WHAT THE TASK REQUIRES:
Please edit the rows from the line containing "Where can you spot the motorcycle" through the end of the rows, replacing "Annotate each one" with "Mark each one" and keeping everything else unchanged. Leave the pictures out of your answer.
━━ RECORD LIST
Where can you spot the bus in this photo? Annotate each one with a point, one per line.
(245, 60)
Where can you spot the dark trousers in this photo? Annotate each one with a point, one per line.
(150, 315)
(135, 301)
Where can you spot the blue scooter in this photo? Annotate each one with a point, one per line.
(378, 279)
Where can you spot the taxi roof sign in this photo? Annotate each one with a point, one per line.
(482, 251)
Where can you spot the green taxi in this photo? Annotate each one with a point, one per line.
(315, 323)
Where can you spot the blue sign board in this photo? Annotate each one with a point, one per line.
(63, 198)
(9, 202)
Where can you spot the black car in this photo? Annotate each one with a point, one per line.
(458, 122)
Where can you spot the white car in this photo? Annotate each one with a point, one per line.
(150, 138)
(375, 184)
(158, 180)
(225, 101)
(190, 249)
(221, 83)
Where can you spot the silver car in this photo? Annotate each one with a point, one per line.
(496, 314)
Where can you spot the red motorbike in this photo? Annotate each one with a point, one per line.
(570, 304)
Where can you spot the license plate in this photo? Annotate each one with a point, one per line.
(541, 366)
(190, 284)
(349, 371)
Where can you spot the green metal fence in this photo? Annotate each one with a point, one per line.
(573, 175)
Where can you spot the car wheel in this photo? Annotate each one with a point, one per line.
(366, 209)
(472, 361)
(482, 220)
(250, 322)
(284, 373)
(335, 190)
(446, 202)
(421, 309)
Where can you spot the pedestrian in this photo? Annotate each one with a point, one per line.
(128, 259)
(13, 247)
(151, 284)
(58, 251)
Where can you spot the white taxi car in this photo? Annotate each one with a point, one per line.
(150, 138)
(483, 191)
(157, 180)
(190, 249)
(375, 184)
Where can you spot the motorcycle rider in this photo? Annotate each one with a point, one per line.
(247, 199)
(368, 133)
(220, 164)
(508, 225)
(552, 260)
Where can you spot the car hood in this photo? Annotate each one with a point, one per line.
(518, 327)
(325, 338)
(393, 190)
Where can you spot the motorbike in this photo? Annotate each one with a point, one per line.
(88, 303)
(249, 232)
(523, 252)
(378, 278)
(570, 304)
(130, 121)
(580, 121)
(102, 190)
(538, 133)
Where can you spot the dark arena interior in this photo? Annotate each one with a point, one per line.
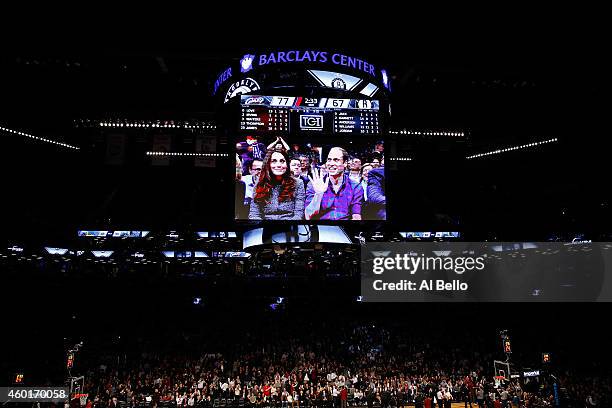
━━━━
RIGHT ANSWER:
Where can you spot the motorcycle rider in this photo? Mark each one with a point, one per line.
(247, 199)
(368, 133)
(220, 164)
(508, 225)
(552, 260)
Where can you spot the car hood in this photo? Mark each one with a point, one per line.
(518, 327)
(325, 338)
(393, 190)
Where can you spot the motorbike in this photo? Mark each one with a point, one per line.
(88, 303)
(249, 232)
(523, 252)
(378, 278)
(570, 304)
(130, 121)
(580, 121)
(102, 190)
(538, 133)
Where can you spot the dark arena interior in this photo? Mark each one with a point, one per line.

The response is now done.